**TASK GOAL:** Pick out each line of the listing that contains the string "turf", matching case exactly, and copy those lines.

**STORED RECORDS:**
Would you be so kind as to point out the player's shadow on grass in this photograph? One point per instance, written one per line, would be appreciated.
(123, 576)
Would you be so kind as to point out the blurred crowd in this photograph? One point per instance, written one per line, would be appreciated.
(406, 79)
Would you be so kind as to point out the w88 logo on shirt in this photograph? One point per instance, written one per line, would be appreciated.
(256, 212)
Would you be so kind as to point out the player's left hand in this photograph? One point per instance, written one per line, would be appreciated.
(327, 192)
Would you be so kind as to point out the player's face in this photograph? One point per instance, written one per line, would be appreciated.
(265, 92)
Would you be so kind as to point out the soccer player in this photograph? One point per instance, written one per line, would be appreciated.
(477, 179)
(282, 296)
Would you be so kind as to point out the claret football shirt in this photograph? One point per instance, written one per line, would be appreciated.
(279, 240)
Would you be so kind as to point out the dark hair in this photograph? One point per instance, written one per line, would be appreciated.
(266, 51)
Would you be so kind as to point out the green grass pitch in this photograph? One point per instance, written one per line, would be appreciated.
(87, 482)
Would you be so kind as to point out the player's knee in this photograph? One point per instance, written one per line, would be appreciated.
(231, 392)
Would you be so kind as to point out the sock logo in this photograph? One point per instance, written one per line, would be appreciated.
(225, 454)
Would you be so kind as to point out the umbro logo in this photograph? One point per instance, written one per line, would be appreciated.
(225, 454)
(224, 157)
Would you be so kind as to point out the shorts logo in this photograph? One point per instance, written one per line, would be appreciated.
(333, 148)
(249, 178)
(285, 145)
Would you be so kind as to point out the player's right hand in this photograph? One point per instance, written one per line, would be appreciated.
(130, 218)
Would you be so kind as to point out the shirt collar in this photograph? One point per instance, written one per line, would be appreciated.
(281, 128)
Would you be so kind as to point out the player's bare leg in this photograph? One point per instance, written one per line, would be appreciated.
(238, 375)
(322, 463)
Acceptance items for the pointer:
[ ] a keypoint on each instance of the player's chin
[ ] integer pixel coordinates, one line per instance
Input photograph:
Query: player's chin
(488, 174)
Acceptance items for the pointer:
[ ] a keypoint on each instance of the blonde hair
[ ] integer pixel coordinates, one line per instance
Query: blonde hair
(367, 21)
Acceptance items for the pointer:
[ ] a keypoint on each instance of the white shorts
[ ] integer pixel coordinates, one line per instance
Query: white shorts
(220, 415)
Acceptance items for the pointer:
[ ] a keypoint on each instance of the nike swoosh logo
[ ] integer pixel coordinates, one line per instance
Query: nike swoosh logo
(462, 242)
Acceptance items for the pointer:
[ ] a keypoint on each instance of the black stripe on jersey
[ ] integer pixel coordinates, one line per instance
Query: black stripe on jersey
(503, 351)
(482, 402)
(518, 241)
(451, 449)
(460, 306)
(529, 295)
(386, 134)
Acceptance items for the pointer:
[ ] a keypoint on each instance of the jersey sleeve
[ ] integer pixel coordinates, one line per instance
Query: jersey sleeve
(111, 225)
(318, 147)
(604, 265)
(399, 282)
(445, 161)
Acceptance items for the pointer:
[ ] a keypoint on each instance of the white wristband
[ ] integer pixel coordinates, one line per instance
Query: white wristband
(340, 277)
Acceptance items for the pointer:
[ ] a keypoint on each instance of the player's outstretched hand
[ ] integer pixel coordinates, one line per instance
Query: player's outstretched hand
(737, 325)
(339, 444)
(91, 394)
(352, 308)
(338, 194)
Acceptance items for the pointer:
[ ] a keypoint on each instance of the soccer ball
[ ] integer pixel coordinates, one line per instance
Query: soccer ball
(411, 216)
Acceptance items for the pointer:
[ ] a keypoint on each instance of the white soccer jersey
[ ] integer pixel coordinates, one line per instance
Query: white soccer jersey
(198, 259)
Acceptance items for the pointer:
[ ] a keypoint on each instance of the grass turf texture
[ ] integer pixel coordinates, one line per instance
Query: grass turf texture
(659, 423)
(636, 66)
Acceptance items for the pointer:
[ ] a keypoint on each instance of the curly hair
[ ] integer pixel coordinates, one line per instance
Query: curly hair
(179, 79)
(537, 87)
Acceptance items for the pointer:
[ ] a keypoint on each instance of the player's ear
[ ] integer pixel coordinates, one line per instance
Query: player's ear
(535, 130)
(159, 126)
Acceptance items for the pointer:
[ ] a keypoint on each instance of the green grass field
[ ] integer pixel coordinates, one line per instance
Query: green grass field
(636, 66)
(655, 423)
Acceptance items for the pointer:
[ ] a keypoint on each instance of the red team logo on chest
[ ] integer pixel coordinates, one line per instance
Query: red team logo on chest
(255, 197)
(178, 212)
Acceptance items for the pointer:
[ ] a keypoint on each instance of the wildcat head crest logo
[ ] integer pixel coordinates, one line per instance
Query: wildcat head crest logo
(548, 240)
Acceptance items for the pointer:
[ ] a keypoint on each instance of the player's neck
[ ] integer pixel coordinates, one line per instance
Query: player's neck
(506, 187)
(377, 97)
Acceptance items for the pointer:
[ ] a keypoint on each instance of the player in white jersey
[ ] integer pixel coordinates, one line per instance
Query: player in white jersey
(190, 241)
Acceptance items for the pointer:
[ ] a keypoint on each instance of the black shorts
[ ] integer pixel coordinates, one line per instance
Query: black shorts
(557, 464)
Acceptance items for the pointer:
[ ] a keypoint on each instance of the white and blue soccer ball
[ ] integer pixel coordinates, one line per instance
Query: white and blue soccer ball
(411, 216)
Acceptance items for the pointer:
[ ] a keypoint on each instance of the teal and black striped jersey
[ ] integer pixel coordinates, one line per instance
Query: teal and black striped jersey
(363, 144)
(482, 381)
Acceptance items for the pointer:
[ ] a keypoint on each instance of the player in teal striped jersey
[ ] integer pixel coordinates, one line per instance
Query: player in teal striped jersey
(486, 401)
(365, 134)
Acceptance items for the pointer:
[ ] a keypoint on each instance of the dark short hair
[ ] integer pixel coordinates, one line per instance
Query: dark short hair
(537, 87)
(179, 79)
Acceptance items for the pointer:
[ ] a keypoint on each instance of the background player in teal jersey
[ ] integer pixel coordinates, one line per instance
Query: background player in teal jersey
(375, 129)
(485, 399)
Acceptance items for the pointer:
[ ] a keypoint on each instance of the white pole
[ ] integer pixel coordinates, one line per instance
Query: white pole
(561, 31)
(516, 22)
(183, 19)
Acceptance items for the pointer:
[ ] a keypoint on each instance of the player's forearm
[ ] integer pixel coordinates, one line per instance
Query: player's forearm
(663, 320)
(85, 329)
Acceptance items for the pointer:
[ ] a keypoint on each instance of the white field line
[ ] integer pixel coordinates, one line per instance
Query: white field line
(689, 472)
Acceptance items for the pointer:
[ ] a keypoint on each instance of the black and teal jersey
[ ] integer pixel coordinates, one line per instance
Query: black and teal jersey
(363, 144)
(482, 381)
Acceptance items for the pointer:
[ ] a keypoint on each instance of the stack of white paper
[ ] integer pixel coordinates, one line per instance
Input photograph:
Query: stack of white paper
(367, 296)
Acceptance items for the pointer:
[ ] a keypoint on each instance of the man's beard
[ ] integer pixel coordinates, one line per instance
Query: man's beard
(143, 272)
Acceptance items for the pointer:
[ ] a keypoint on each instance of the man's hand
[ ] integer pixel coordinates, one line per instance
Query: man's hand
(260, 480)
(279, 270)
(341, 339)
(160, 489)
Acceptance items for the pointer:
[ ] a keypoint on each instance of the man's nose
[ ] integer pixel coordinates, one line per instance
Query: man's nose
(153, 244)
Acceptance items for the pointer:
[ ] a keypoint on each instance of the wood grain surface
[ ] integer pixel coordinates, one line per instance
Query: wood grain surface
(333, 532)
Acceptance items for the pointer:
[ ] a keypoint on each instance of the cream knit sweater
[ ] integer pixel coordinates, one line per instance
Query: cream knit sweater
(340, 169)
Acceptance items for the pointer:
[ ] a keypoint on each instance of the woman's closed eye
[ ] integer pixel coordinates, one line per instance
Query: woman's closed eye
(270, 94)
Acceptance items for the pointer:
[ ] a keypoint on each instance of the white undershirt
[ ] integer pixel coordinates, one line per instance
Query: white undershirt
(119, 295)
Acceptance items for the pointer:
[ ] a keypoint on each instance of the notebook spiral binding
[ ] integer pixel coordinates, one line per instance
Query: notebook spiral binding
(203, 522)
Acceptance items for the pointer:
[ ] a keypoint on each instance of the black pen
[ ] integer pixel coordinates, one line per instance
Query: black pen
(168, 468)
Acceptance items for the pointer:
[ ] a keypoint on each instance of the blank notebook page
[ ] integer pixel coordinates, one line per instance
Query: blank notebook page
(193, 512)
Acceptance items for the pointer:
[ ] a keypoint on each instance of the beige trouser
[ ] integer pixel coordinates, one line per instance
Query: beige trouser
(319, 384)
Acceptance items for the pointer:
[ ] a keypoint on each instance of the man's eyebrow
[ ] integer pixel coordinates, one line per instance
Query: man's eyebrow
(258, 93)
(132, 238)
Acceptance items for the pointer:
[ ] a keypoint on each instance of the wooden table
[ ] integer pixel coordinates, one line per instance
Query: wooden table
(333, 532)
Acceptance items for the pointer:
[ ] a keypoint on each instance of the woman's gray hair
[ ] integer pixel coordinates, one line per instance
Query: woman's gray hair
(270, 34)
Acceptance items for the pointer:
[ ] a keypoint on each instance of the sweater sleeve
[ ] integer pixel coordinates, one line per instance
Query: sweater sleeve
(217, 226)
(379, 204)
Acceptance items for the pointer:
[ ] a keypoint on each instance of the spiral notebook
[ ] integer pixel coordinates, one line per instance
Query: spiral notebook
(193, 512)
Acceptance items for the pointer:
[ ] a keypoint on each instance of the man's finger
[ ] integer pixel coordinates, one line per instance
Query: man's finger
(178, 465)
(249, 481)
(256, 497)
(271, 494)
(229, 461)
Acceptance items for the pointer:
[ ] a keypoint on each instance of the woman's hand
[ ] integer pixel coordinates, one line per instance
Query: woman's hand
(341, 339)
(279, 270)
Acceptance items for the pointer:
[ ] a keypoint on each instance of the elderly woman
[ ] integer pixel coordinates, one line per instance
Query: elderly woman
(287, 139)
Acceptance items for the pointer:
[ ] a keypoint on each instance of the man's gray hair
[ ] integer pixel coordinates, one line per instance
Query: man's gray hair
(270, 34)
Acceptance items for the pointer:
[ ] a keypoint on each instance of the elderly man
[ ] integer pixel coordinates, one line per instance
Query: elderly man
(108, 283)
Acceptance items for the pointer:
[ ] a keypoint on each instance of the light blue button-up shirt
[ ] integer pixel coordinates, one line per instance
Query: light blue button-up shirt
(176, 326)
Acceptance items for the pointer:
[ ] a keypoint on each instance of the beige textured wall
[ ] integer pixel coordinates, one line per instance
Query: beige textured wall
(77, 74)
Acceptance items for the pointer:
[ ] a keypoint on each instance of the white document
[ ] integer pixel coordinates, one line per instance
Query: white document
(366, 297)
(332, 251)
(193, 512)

**SOLUTION:**
[ ] a keypoint on each instance of the grass turf texture
Query: grass turf texture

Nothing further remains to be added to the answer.